- EXERCISE INSTRUCTIONS -
Repeat the listing exactly. Do not carry over any pictures.

[[ DATA SECTION, beginning ]]

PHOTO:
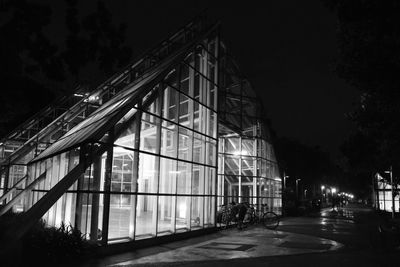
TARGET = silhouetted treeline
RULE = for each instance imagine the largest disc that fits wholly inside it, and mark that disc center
(35, 69)
(369, 60)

[[ DATA SECTION, end ]]

- SOLUTION TO THIS TASK -
PHOTO:
TARGET = silhouetted treeline
RULE = for each instance imagine the largest disc that fits wholly inside it, and mark that disc center
(35, 69)
(369, 60)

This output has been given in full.